_Provided passage:_

═══

S.E.: I am. Kris and Hilaree and I are all bringing skis. Our plan is to acclimatize, and then if there’s opportunity to do more, we hope to try to do more than that. But within the scope of the expedition and the partnerships, it’s not a high priority. It’s kind of our personal desire. It’s definitely way, way down on the priority list. It’s only going to be entering our minds if it in no way jeopardizes any of our other responsibilities.
A: How are you helping with the Mayo Clinic’s objectives?
S.E.: We’ve gone to the Mayo Clinic in Minnesota for baseline testing. Then they will be testing us the whole time they with us. They will be putting different devices on our bodies to monitor everything from our blood-oxygen saturation to our heart rates to our sleeping.
A: That’s intense.

═══

_Information given:_
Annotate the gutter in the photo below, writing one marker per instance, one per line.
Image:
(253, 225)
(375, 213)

═══

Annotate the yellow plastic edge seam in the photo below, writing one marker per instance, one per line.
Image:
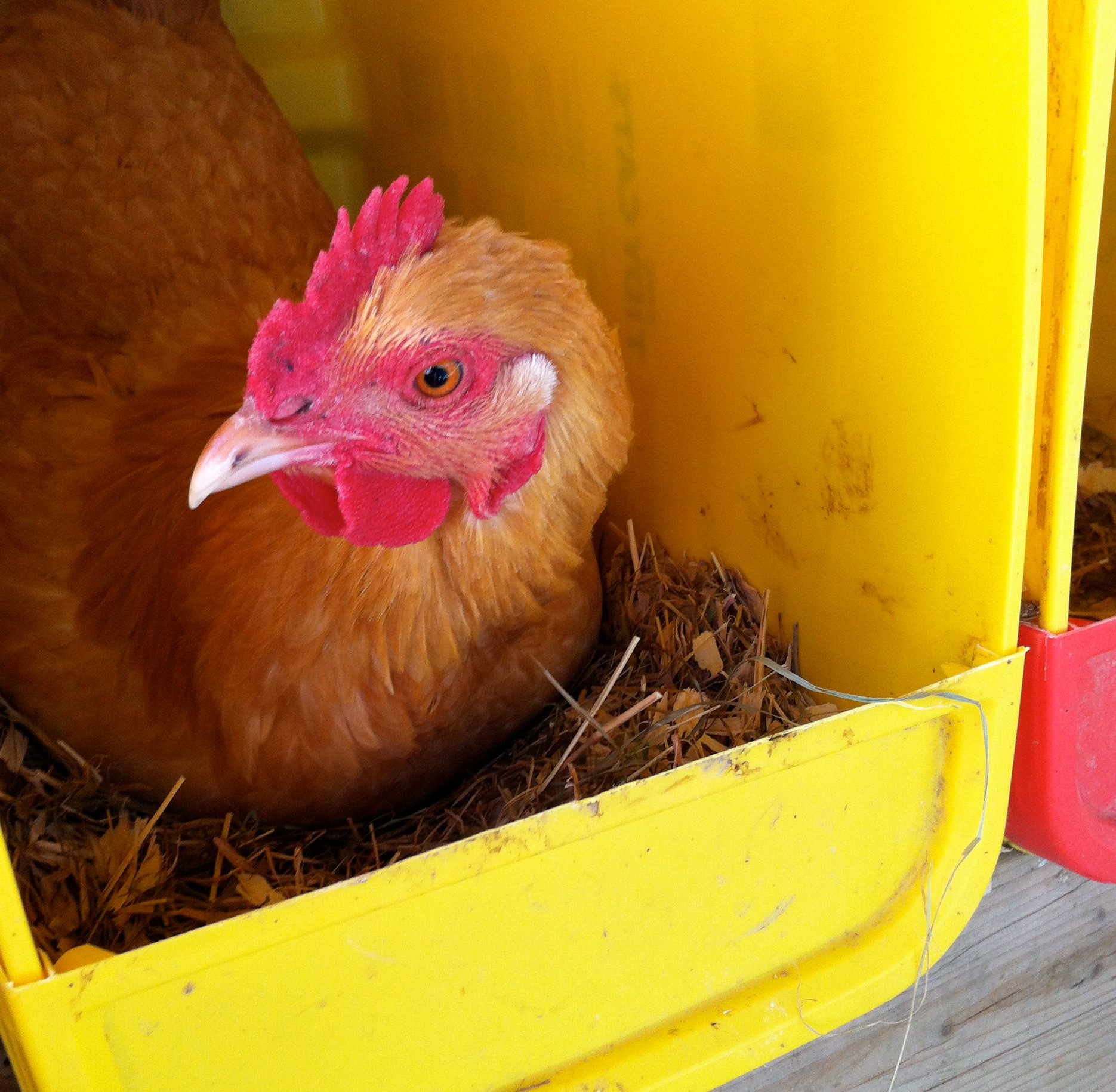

═══

_Prompt 1:_
In the interview excerpt, where did the speaker go for baseline testing?
_Prompt 2:_
List every measurement that the interview excerpt says the devices on the climbers' bodies will monitor.
_Prompt 3:_
Write a continuation of the interview excerpt, starting after its final line.

_Output 1:_
The Mayo Clinic in Minnesota.

_Output 2:_
Blood-oxygen saturation, heart rates, and sleeping.

_Output 3:_
S.E.: It is intense, but for me it’s super cool because I studied biology and was a pre-med student for a while—so I get really into it. It’s pretty cool to be lab rats for those guys. Climbing is a pretty selfish thing, and I never felt like I was benefiting anyone except myself. But when I was out there at the Mayo Clinic, listening to them talk about the potential for this research and into the future … it really made me feel like, for the first time, that what I do could have some greater implications for the broader public. That was really powerful for me. In a way, it has justified my whole life as a climber.
A: That’s pretty profound. Have you been in Nepal before?
S.E.: No, I have not. But ever since I was a small child, I have been attracted to going there. I’m just fascinated by their culture and Buddhism. I am so, so excited to go.
A: You and Emily are dating. Most couples would find weeks of camping to be a little stressful on the relationship. But you two are probably used to it?
S.E.: We have been together for almost three years. And we have done trips together that are longer than this when we are together every waking second. And so thankfully that will help a lot. But this will be a much different experience. And I’m sure we’ll handle it just find. Inevitably, those sorts of experiences and trips are difficult. But I think we are really lucky to get to experience this trip together.
A: This trip is pretty long—three months! Where was your even longer trip?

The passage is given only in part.